▶ **What this task involves**
Without including any pictures, write out the listing below exactly.

(Items listed in a dataset)
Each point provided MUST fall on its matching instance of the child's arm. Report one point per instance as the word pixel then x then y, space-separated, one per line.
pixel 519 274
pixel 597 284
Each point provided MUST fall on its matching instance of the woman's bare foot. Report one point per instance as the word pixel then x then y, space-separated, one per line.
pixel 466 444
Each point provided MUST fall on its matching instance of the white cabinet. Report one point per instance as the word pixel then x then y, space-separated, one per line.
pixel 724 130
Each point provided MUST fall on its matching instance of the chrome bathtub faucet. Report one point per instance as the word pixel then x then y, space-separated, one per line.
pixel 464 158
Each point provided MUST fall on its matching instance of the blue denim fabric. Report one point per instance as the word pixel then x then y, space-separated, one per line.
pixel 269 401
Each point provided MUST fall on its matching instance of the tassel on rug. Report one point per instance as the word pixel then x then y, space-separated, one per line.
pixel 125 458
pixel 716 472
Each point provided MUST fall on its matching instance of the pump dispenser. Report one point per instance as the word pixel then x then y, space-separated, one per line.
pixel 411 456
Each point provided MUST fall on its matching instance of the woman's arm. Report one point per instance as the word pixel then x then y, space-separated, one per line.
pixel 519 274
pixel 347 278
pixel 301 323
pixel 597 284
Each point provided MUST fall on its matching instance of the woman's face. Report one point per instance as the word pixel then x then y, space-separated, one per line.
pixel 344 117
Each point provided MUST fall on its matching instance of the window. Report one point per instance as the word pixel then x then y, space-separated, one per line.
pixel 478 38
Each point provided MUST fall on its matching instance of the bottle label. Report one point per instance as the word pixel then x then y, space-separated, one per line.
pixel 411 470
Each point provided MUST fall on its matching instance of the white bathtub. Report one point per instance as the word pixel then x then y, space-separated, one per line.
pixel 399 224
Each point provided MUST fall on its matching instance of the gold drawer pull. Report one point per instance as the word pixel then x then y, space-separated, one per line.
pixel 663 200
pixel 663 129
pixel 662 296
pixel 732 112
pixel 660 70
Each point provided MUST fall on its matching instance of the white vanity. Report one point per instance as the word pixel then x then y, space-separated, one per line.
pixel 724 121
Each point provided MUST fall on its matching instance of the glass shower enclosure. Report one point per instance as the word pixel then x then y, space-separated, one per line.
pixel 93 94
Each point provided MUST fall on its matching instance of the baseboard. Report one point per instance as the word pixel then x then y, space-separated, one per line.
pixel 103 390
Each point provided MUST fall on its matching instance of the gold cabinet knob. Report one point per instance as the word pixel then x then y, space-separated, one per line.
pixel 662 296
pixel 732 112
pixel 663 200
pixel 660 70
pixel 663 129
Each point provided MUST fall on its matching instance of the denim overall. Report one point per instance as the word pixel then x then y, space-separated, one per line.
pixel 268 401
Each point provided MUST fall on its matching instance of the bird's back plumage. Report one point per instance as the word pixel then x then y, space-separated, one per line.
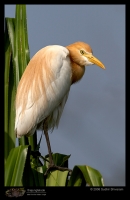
pixel 40 92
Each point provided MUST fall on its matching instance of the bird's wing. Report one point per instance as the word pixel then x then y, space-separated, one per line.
pixel 43 87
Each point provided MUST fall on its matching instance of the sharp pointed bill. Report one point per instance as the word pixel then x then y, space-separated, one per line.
pixel 94 60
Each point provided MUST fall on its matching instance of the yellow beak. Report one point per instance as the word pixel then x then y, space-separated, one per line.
pixel 94 60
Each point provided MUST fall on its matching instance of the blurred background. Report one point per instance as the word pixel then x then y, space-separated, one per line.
pixel 92 127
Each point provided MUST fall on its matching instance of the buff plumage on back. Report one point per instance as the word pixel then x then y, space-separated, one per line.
pixel 40 91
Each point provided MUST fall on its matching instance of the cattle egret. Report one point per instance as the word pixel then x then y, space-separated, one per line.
pixel 44 87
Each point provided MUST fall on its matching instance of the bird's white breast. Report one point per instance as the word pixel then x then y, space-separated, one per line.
pixel 46 89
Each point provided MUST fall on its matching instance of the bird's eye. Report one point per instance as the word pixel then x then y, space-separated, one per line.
pixel 82 52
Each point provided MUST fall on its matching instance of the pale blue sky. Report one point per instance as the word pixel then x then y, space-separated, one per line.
pixel 92 127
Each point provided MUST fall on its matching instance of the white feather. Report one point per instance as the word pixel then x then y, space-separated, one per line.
pixel 53 91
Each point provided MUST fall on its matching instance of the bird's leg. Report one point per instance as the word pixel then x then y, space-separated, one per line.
pixel 51 164
pixel 45 128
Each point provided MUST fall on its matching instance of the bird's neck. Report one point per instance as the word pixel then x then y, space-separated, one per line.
pixel 77 72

▶ **Written response**
Each point provided MUST fall on its matching instance of the child's arm. Report one point per instance as the word pixel then x then y, space-separated, one per line.
pixel 519 274
pixel 597 284
Each point provided MUST fall on its matching instance of the woman's bare foot. Report one point per instance as the word pixel then x then y, space-separated, one per line.
pixel 466 444
Each point provided MUST fall on its matching instance of the white cabinet. Report one point per instance as the word pixel then x then y, space-separated, one per line.
pixel 724 130
Each point provided MUST fall on its matching instance of the chrome bathtub faucet. Report one point per instance as the word pixel then x then y, space-separated, one per line.
pixel 464 158
Each point provided MUST fall on its matching instance of the blue denim fabric. Report one point per instance as the word pixel then x then y, space-separated, one per line.
pixel 269 401
Each point provided MUST fall on its matching instance of the tassel on rug. Report one point per instance as the word pixel then x then y, space-separated, one per line.
pixel 125 458
pixel 716 472
Each point provided MUST fall on its matching instance of the pump dispenser. Report one point per instance as the word pixel then x then y, space-separated, one per line.
pixel 411 456
Each point provided MUST fall on its matching instance of the woman's arm. Report one point per instance as the word pixel then x then y, space-separated, one per line.
pixel 519 274
pixel 347 278
pixel 301 323
pixel 597 284
Each point provided MUST fall on its matching instance of the woman's face. Report one point per instance as the word pixel then x then y, space-separated, one per line.
pixel 344 117
Each point provided MUST fall on its matching instance of the window. Report one point per instance as the word pixel then x then y, space-separated, one per line.
pixel 478 38
Each point provided MUST fall on its matching instance of the bottle label. Report one point per instance as the word pixel then x then y, space-separated, one per line.
pixel 411 470
Each point provided MUST fall on its matching instance of the white bathtub. Report one point per instance as the word pixel then x then y, space-separated, one per line.
pixel 399 224
Each point provided MUST fall on its matching instance of the gold drawer pull. Report one point per instance as the word pixel then x then y, space-separated, one per line.
pixel 663 200
pixel 663 129
pixel 662 296
pixel 732 112
pixel 660 70
Each point provided MUST fall on its matching instance of the white vanity. Report one point per instance as the word pixel then x then y, space-separated, one per line.
pixel 724 121
Each point provided MUST fall on its matching instance of the glass shower enclosure. Report one point per instance as the word pixel then x then y, space-separated, one per line.
pixel 93 94
Each point provided MUST fall on its matching instance of the baseboard. Report one point per instance as the word pixel then x then y, space-separated, one per line.
pixel 103 390
Each point provided MUST fall on its matching instance of the gold cabinet knob. Report one point per instance as the word pixel then x then y, space-separated, one per line.
pixel 662 296
pixel 732 112
pixel 663 200
pixel 660 70
pixel 663 129
Each point provided MUST fall on its matching instance of the denim overall. Report one point per instance as the word pixel then x then y, space-separated, one per line.
pixel 268 401
Each point provided MUST fall on its matching instance of the bird's back plumage. Report one point per instance as the word pixel then x then y, space-separated, one per line.
pixel 40 92
Each point provided MUST fall on its matching instance of the bird's wing. Report one point per instance as the word pixel then x then y, space-separated, one per line.
pixel 43 87
Each point provided MUST fall on its matching instance of the sharp pointed bill. Report one point per instance as the word pixel then x then y, space-separated, one per line.
pixel 94 60
Each point provided MUST fall on its matching instance of the yellow beak. Report one point per instance as the word pixel then x then y, space-separated, one per line.
pixel 94 60
Each point provided MUST fall on its matching instance of the blurred background. Report one point per instance as the word pixel then x then y, space-separated, one per line.
pixel 92 127
Each point provided MUST fall on its matching instance of the buff plumage on back. Report one point per instance as the word pixel then x then y, space-separated, one per line.
pixel 40 91
Each point provided MUST fall on its matching instance of the cattle egret. Report one point per instance as the word pixel then x then y, space-separated, one per line.
pixel 44 87
Each point provided MUST fall on its matching instance of the bird's white breast. Report one point per instance as the word pixel then x then y, space-separated, one per line.
pixel 46 89
Each point provided MUST fall on its matching instance of the bird's eye. Report one point per instance as the word pixel then x then y, space-separated, one per line.
pixel 82 52
Each point provided MUST fall on its matching instance of the pale blue sky. Report one point per instance as the word pixel then x then y, space-separated, one per line.
pixel 92 127
Each point provided MUST fall on its matching instance of the white feather. Report one point per instance as the word pixel then x then y, space-separated, one per line.
pixel 53 91
Each point provided MUST fall on its matching instance of the bird's leg. Report one point per instance as the word pixel then x then y, space-separated, one per line.
pixel 51 164
pixel 45 128
Each point provided MUST fall on its matching instance of the bird's neck. Report one point per instance as the word pixel then x then y, space-separated, one per line.
pixel 77 72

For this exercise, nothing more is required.